_Extrait:_
◇ ◇ ◇ ◇ ◇
Prix d’architectureAux Genevois de choisir leur immeuble préféré
Si l’architecture contemporaine a parfois mauvaise presse, elle est souvent de qualité. La «Tribune de Genève» en présente une sélection. Nos lecteurs pourront désigner leur favori.

La rentrée de septembre, c’est l’occasion de prendre de bonnes résolutions, comme celle de voir le bon côté des choses. C’est le moment qu’a choisi la «Tribune de Genève» pour parler d’architecture. Durant ces prochaines semaines, nous allons présenter, à chaque fois sur une page, une dizaine d’immeubles construits après 2000 dans le canton. À la fin de ce tour de piste, nos lecteurs pourront désigner celui qu’ils préfèrent lors d’un sondage en ligne. Le lauréat se verra ainsi attribuer un prix d’architecture.
Cette opération se veut… constructive. Plutôt que de céder à l’esprit grognon qui menace tout bon Genevois, il s’agit ici de mettre l’accent sur ce qui se fait de bien et, surtout, de donner à voir et d’aller au-delà du simple jugement à l’emporte-pièce. Ce qui nous intéresse, c’est de comprendre autant les choix esthétiques que les contraintes multiples qui les ont dictés. C’est pourquoi nous visiterons ces immeubles avec les architectes qui les ont conçus et aussi, parfois, avec les maîtres d’ouvrage qui ont passé commande. Cette approche n’interdit pas la critique, mais elle la fonde.
Les dix objets ont été sélectionnés par nos soins, pour leur qualité et aussi, pour certains d’entre eux, car ils sont des marqueurs dans la ville. Parfois, leur principale valeur réside dans des dispositifs intérieurs plutôt que dans le traitement de la façade, d’où l’intérêt d’aller y voir de plus près. Tous sont des immeubles de logements et huit d’entre eux ont été construits dans la zone de développement, celle où l’État fixe toute une série de règles pour assurer la production de logements abordables.
◇ ◇ ◇ ◇ ◇
_Inventaire:_
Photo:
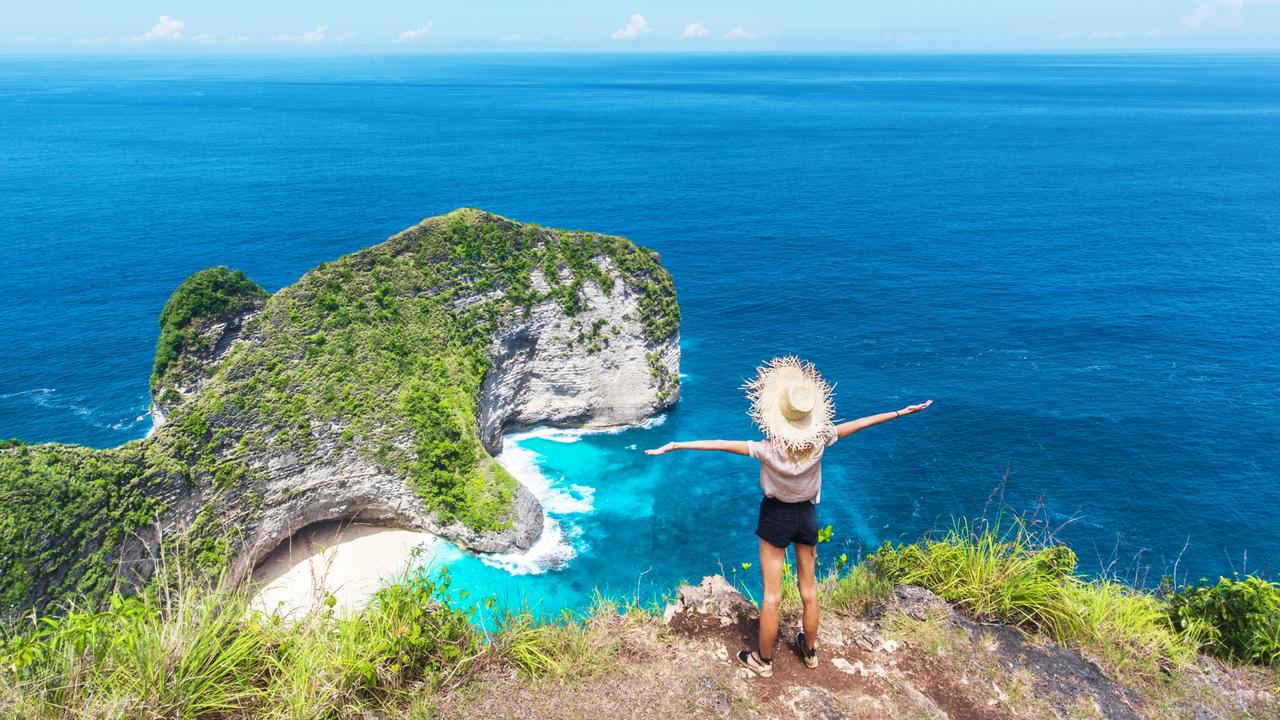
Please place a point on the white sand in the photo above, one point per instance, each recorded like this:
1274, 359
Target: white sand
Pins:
348, 561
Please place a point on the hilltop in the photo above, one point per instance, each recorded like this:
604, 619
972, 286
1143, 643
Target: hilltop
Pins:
375, 388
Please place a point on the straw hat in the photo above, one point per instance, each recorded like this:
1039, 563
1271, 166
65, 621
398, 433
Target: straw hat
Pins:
790, 402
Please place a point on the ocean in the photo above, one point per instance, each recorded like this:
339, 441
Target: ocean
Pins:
1075, 256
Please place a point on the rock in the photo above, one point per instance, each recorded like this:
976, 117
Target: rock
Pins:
922, 701
844, 666
712, 598
812, 703
542, 377
429, 346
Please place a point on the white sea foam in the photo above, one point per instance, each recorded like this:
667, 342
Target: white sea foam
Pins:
574, 434
561, 540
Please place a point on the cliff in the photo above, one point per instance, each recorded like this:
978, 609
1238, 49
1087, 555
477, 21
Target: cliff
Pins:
376, 388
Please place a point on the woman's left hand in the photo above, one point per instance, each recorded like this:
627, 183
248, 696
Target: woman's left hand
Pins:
910, 409
662, 450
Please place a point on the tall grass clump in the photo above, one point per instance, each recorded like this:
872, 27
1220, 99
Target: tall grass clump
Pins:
193, 651
1239, 618
1013, 574
182, 655
570, 645
991, 574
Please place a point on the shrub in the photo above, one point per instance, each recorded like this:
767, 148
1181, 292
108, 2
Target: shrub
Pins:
1240, 618
992, 574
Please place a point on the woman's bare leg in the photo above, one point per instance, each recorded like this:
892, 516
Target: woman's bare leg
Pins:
807, 563
771, 570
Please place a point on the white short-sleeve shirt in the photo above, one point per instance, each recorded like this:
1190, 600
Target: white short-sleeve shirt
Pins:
786, 479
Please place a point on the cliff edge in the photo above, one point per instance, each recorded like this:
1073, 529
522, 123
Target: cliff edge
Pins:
374, 388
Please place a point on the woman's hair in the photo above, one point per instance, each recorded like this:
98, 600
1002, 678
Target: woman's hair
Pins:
800, 454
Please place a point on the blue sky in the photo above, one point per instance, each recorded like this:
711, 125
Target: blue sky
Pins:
402, 26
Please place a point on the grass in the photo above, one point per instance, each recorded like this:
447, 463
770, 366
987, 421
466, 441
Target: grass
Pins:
195, 654
1008, 574
182, 651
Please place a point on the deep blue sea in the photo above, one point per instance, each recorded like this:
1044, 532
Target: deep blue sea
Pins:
1075, 256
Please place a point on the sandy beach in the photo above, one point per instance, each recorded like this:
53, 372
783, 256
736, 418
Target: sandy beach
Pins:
348, 561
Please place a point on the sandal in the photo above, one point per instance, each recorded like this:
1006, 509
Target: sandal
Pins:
754, 662
809, 656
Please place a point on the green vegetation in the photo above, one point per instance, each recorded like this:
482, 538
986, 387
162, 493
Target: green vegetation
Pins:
1010, 575
1239, 618
181, 651
382, 351
213, 292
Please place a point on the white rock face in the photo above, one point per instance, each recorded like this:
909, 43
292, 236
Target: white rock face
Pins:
593, 369
554, 370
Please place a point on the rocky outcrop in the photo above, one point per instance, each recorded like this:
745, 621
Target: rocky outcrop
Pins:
908, 655
375, 388
594, 369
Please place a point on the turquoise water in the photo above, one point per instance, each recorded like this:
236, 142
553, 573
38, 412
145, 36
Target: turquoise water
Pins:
1075, 256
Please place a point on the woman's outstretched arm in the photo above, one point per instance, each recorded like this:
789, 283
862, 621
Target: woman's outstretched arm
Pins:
854, 425
735, 446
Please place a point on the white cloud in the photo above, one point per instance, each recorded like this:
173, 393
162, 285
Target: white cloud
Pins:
694, 31
316, 36
209, 39
636, 26
165, 28
415, 35
739, 33
1214, 13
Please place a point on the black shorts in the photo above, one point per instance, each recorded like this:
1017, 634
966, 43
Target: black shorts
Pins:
785, 523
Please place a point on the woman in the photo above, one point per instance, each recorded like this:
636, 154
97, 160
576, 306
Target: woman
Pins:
791, 405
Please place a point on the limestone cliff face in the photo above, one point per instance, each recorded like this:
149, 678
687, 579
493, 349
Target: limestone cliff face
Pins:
376, 387
548, 369
592, 368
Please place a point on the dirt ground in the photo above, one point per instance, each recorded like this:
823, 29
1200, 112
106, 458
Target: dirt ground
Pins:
915, 657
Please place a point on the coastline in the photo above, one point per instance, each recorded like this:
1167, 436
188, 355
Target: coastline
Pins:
352, 561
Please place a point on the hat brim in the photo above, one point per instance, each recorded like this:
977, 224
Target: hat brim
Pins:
766, 392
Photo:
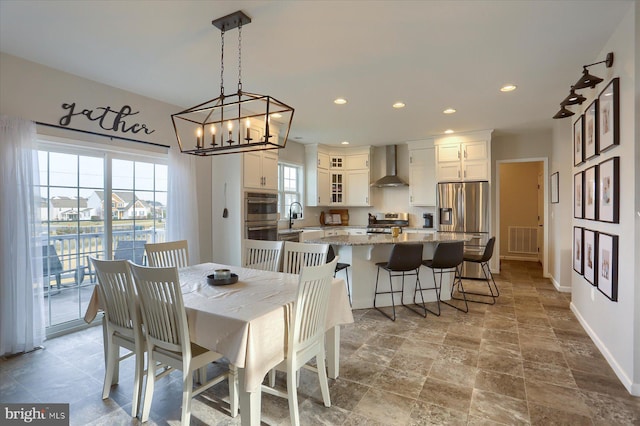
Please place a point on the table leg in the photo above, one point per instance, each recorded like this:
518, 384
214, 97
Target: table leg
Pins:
249, 403
332, 343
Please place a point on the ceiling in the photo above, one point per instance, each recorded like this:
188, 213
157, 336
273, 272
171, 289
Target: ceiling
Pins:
431, 55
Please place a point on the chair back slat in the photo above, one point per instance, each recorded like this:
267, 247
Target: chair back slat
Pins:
263, 255
448, 254
168, 254
117, 295
310, 306
299, 255
162, 306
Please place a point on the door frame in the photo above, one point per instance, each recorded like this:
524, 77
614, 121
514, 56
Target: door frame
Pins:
545, 232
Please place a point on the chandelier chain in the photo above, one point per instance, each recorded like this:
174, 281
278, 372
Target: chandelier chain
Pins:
240, 57
222, 64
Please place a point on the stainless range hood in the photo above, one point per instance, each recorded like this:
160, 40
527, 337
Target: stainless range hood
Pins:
391, 179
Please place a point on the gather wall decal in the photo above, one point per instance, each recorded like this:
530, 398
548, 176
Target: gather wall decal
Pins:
106, 117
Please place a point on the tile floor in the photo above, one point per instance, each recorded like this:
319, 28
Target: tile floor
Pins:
525, 360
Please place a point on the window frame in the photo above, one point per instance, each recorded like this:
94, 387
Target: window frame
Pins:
283, 207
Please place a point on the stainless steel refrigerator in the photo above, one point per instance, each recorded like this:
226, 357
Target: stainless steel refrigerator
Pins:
464, 207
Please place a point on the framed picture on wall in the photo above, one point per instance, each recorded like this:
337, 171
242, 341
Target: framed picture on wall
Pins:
578, 141
609, 116
609, 190
578, 195
554, 186
608, 265
577, 250
591, 131
591, 193
590, 256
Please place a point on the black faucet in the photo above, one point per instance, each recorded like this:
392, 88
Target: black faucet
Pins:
290, 215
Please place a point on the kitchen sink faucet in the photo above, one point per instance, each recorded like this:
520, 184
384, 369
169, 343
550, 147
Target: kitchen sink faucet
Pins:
291, 215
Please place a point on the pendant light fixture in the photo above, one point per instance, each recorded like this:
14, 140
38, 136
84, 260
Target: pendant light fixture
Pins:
563, 113
573, 98
234, 123
587, 80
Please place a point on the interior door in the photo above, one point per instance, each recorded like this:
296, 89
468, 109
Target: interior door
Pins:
540, 238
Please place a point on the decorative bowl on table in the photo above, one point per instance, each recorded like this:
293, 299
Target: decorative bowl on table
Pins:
222, 277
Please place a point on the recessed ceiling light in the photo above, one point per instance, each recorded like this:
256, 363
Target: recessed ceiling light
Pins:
508, 88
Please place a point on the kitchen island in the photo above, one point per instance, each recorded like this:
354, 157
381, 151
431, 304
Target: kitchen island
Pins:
364, 251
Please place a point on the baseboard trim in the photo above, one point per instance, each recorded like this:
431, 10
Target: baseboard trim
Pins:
522, 258
627, 382
560, 288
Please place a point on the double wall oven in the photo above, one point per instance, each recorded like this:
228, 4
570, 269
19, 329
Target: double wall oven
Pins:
261, 216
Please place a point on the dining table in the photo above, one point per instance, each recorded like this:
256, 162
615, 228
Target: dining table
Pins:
247, 322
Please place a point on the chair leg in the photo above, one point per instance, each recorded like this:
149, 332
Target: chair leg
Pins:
457, 281
187, 389
376, 295
148, 392
292, 394
137, 383
322, 377
112, 354
233, 390
492, 295
417, 288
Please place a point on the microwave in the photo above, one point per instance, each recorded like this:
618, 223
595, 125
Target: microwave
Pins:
261, 207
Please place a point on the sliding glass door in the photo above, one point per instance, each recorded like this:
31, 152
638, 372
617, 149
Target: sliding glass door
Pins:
93, 203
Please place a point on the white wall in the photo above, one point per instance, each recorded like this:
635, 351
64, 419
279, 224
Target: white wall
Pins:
36, 92
614, 325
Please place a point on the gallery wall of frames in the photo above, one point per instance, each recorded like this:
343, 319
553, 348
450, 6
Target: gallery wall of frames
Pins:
596, 190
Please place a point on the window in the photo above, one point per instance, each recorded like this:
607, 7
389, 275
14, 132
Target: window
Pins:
289, 187
93, 203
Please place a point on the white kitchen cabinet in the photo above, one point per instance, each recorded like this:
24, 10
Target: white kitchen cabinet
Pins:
260, 169
422, 177
318, 180
337, 189
358, 188
460, 161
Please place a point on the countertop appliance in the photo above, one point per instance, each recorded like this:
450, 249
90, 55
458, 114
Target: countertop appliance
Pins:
382, 223
261, 216
464, 207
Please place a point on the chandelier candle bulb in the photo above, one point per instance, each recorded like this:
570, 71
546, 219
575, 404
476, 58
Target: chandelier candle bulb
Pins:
198, 136
248, 127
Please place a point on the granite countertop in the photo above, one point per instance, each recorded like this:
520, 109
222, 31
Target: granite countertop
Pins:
375, 239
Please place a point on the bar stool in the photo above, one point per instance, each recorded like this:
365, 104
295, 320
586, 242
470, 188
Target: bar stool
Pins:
405, 259
339, 267
447, 259
483, 260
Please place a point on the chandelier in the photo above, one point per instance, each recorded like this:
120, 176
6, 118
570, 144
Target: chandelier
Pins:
234, 123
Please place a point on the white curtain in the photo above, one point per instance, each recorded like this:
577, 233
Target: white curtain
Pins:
21, 286
182, 203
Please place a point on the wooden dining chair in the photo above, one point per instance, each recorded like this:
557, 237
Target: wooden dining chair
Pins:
121, 324
170, 253
168, 339
306, 334
298, 255
263, 255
◇ ◇ ◇ ◇ ◇
_Consigne 1:_ Traduisez en anglais cette phrase de l’article sur le prix d’architecture genevois : « Cette approche n’interdit pas la critique, mais elle la fonde. »
_Consigne 2:_ Reprenez l’article sur le prix d’architecture genevois à partir de sa dernière phrase, en rédigeant la suite.

_Réponse attendue 1:_ This approach does not rule out criticism, but it gives it a foundation.

_Réponse attendue 2:_
Le logement pris en otage
Ce choix n’est pas innocent. À Genève, on s’oppose rarement à la construction d’une école, d’un centre commercial, d’une villa ou d’un immeuble de bureaux. La majorité des résistances et des critiques ont pour cible le logement. C’est lui qui fait débat.
Cette focalisation, qui nourrit le mécontentement de bien des Genevois, démontre que l’architecture n’est pas seule en cause. Derrière les programmes de nouveaux quartiers, une autre critique surgit. Celle de la croissance, du développement urbain et, avec elle, de la perte d’un patrimoine ou d’un environnement connu. Ainsi, le débat sur la production architecturale est parfois pris en otage par ceux qui ne veulent tout simplement plus construire.
Il faut donc faire la part des choses. Mais dire cela ne revient pas à absoudre les architectes et, plus généralement, les bâtisseurs. Les «non» qui, à plusieurs reprises, sont sortis des urnes sont aussi des marques d’agacement et de lassitude vis-à-vis d’une production urbaine standardisée, peu apte à produire des quartiers vivants. Les principaux intéressés en sont conscients et s’en préoccupent. La Fédération des architectes vient de publier «douze essais pour mieux construire Genève».
«Genève Envie»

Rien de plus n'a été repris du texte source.